_SUPPLIED TEXT_

IN THE COURT OF APPEAL OF THE STATE OF CALIFORNIA
FIRST APPELLATE DISTRICT
DIVISION THREE
LONNIE RATLIFF, JR. et al.,
Plaintiffs and Appellants,
v.
EMC MORTGAGE, LLC et al.,
Defendants and Respondents.
A144123
(Alameda County
Super. Ct. No. RG14730545)
This is an appeal from judgment following the dismissal with prejudice of plaintiffs Lonnie and Janet Ratliff’s first amended complaint against defendants EMC Mortgage, LLC, Tiffany Skaife, vice-president of EMC Mortgage, LLC, and Homesales, Inc. (collectively, EMC). Plaintiffs’ first amended complaint asserts claims for unfair business practices and declaratory relief, and seeks injunctive relief and general damages.[1] The trial court sustained EMC’s demurrer to the first amended complaint without leave to amend after finding, among other things, that plaintiffs lacked standing to pursue their claims, requiring dismissal. We affirm.
FACTUAL AND PROCEDURAL BACKGROUND
According to the allegations of the operative complaint (to wit, the first amended complaint), which we accept as true for purposes of this appeal (Searle v. Wyndham Int’l (2002) 102 Cal.App.4th 1327, 1330), in 2007, plaintiffs defaulted on a $630,000 loan from EMC secured on a deed of trust against real property located in Alameda County, wherein plaintiffs resided (hereinafter, subject property).[2] On October 2, 2007, following EMC’s foreclosure on the subject property, there was a trustee’s sale at which the subject property was sold at a public auction by EMC, as the foreclosing beneficiary, to EMC, as the foreclosing beneficiary, for $620,000. Plaintiffs subsequently filed two lawsuits against EMC challenging the legality of the foreclosure proceedings, both of which were ultimately dismissed with prejudice by the trial court.
Many years later, in the fall of 2013, defendant Tiffany Skaife, vice-president of defendant EMC, executed and recorded a grant deed transferring title to the subject property to defendant Homesales. According to this grant deed: “This is a Bonafide Gift and the Grantors [defendant EMC] received nothing in return.”
On November 4, 2013, defendant Homesales filed an unlawful detainer action against plaintiffs with respect to the front unit of the subject property, and, on February 4, 2014, filed a second such action against plaintiffs with respect to the rear unit of this property. Summary judgment has been entered in favor of Homesales in the first action. The second action remained pending at the time of appellate briefing.

_SET TASK 1_
Edit the court opinion starting with "EMC MORTGAGE, LLC et" and going on through "dismissal. We affirm.", and swap every "first amended complaint" for "amended complaint".
_SET TASK 2_
Answer these from the court opinion:
(a) How much was the loan that plaintiffs defaulted on in 2007?
(b) For what price was the subject property sold at the trustee's sale?
(c) On what date did Homesales file its first unlawful detainer action against plaintiffs?
Work only from the court opinion.

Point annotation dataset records

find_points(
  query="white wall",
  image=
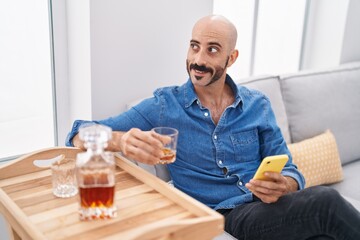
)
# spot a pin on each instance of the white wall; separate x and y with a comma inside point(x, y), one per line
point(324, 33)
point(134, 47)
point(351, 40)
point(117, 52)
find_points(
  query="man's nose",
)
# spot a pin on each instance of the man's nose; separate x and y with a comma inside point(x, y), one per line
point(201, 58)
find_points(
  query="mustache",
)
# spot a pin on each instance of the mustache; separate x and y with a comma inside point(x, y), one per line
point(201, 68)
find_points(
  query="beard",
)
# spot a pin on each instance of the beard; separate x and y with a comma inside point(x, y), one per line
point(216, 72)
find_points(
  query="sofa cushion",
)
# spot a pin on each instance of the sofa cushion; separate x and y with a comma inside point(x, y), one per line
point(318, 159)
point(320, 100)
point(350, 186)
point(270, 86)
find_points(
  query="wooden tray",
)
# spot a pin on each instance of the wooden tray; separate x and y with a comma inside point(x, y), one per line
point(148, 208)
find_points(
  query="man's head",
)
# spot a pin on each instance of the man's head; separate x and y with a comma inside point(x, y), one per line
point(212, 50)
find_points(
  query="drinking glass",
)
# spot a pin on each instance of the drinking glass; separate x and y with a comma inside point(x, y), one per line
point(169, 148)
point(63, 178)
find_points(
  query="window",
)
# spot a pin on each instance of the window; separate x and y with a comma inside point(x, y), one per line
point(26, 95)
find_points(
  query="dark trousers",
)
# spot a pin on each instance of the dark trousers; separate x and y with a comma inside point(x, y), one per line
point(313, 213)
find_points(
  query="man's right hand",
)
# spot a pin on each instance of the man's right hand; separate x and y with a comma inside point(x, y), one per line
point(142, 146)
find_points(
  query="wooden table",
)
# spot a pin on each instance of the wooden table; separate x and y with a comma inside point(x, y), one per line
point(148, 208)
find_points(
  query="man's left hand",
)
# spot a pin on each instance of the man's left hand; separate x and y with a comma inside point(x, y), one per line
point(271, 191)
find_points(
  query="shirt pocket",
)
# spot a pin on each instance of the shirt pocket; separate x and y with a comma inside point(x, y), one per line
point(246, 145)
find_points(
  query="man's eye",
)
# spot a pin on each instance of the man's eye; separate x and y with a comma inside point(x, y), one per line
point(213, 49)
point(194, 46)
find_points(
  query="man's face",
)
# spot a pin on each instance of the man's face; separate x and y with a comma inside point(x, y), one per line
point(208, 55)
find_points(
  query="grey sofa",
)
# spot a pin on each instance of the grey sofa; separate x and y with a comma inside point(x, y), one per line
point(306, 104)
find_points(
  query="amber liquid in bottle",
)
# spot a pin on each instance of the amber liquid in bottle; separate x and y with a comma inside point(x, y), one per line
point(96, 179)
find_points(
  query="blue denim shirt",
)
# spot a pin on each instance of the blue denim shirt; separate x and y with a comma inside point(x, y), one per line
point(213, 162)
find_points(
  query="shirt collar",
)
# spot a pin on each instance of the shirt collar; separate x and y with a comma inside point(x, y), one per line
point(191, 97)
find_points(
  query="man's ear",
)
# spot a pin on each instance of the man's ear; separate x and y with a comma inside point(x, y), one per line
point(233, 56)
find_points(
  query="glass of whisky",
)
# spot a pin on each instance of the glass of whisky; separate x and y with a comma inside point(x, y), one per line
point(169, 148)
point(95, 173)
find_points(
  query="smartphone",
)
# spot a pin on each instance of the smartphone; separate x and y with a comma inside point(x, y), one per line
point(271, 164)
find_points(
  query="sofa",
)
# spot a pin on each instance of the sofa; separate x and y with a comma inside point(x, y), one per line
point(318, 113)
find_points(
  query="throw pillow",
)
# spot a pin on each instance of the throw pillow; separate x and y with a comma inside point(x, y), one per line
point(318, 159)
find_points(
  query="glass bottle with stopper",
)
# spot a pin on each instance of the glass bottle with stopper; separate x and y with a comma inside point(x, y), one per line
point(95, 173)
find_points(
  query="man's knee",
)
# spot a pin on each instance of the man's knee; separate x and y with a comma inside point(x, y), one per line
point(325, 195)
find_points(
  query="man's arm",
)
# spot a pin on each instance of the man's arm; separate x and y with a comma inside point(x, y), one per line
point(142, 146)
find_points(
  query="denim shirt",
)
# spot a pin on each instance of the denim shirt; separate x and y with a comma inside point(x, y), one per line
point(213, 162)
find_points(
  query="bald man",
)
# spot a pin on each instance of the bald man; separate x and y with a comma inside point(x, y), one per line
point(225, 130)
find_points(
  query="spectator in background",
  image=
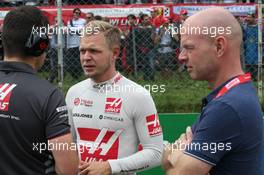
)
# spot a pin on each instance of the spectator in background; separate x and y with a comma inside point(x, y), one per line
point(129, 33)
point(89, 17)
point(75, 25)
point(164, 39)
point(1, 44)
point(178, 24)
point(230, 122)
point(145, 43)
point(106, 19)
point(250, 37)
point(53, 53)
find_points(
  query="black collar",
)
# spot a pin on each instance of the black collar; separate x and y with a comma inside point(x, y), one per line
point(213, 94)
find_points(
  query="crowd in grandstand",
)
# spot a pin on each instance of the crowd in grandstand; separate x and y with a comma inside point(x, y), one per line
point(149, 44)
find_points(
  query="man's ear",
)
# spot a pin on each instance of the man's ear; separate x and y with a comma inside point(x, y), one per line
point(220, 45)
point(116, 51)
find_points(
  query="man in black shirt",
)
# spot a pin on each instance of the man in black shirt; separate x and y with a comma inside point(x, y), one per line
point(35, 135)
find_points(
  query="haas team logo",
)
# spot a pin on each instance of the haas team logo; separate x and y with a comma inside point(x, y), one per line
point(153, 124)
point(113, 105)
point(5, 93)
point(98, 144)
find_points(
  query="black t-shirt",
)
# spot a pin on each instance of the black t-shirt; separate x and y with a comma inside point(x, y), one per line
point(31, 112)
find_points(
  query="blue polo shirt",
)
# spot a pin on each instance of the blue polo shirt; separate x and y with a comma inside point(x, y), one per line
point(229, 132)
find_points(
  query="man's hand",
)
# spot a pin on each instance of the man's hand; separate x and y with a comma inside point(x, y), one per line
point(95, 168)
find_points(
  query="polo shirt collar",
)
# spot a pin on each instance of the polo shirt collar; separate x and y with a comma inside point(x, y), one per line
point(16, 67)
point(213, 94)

_CORRECT RESULT 1_
EMC MORTGAGE, LLC et al.,
Defendants and Respondents.
A144123
(Alameda County
Super. Ct. No. RG14730545)
This is an appeal from judgment following the dismissal with prejudice of plaintiffs Lonnie and Janet Ratliff’s amended complaint against defendants EMC Mortgage, LLC, Tiffany Skaife, vice-president of EMC Mortgage, LLC, and Homesales, Inc. (collectively, EMC). Plaintiffs’ amended complaint asserts claims for unfair business practices and declaratory relief, and seeks injunctive relief and general damages.[1] The trial court sustained EMC’s demurrer to the amended complaint without leave to amend after finding, among other things, that plaintiffs lacked standing to pursue their claims, requiring dismissal. We affirm.

_CORRECT RESULT 2_
(a) $630,000
(b) $620,000
(c) November 4, 2013